** Data to use follows **

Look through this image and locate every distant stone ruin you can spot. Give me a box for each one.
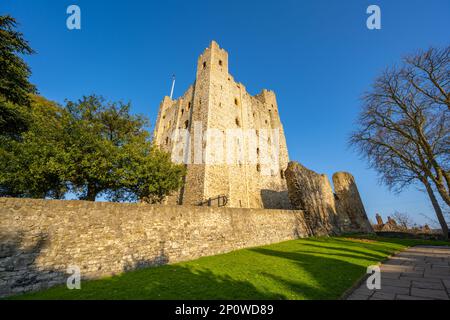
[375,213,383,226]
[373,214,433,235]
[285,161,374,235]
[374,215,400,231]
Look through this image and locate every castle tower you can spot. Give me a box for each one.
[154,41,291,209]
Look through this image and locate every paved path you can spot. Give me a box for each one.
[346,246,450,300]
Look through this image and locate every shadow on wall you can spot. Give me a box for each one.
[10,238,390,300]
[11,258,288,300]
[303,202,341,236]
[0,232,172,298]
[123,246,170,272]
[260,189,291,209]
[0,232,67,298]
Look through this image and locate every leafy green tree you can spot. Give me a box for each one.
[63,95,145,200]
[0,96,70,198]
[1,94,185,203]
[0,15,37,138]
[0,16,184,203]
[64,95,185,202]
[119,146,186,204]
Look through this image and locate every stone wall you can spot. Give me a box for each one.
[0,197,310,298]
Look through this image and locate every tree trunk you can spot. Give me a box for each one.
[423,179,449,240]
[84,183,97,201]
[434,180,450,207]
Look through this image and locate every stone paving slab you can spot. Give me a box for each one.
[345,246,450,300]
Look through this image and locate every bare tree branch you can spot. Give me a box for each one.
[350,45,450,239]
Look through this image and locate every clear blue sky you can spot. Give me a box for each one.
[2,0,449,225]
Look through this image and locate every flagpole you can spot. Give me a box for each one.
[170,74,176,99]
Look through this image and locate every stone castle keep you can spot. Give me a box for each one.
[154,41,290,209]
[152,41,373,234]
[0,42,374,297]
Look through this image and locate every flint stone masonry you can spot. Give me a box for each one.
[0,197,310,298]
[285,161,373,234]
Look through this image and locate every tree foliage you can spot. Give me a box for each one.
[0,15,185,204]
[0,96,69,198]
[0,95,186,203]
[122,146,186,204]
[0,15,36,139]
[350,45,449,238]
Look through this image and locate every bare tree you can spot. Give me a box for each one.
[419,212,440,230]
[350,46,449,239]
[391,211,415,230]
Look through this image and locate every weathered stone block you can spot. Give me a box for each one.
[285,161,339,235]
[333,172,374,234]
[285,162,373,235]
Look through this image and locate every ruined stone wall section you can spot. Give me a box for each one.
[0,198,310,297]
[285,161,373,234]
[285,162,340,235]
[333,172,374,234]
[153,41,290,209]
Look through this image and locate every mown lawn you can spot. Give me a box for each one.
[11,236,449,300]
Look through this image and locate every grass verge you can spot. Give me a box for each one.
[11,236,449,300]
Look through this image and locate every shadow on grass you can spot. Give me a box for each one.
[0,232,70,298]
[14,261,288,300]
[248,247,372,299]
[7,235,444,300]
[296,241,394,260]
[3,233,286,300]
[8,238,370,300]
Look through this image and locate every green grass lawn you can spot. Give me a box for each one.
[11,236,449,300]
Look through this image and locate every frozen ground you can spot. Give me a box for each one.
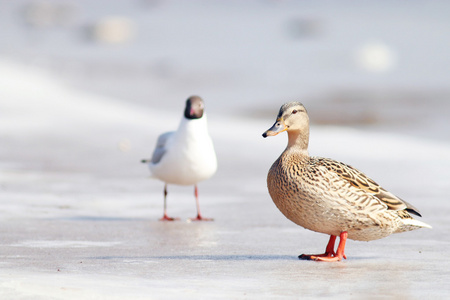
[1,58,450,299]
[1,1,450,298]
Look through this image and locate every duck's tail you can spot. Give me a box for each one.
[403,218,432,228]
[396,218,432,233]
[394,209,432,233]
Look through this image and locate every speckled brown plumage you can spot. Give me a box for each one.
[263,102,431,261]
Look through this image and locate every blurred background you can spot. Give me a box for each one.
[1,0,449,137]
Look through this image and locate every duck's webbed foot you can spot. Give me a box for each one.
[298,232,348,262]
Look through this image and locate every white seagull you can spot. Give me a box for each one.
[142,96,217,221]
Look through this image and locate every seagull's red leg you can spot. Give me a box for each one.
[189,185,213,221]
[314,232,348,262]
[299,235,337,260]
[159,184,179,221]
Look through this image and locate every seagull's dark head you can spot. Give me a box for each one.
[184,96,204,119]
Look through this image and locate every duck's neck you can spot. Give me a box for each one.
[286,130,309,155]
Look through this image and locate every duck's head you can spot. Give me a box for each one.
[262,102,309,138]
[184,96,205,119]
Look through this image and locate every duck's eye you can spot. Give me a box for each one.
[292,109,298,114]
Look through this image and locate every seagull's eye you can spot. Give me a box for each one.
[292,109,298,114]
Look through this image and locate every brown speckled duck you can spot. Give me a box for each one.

** End of Data to use **

→ **Problem requirements**:
The result should be the lines from the line with "Look through this image and locate every blurred" to the last line of the material, returned exactly and without any other line.

→ **Answer box**:
Look through this image and locate every blurred background you can spot. Give me a box for each one.
[1,0,449,137]
Look through this image and locate every duck's webbed foot you can spot. Give me a box for each one.
[298,232,348,262]
Look through this image and locate every white seagull you can spot. Give me a box for each one.
[142,96,217,221]
Look through this image and locate every seagull's red leg you can spot. Give me a box for each one.
[189,185,213,221]
[314,232,348,262]
[299,235,337,260]
[159,184,179,221]
Look through this image and locate every seagull's dark head you can spot. Give me a box for each one.
[184,96,204,119]
Look through this image and locate every duck's neck you can spot. Give me a box for each one.
[286,130,309,155]
Look through this image and locate every duck's head you can spot. Give me a box for each one.
[262,102,309,138]
[184,96,205,119]
Look through this image and locate every duck's eye you can spot. Give me a box for each one.
[292,109,298,114]
Look through this image and locate every seagull's eye you can spot. Give me a box for each one.
[292,109,298,114]
Look through this image and locate every brown speckled duck you can spot. Give me a box for each one.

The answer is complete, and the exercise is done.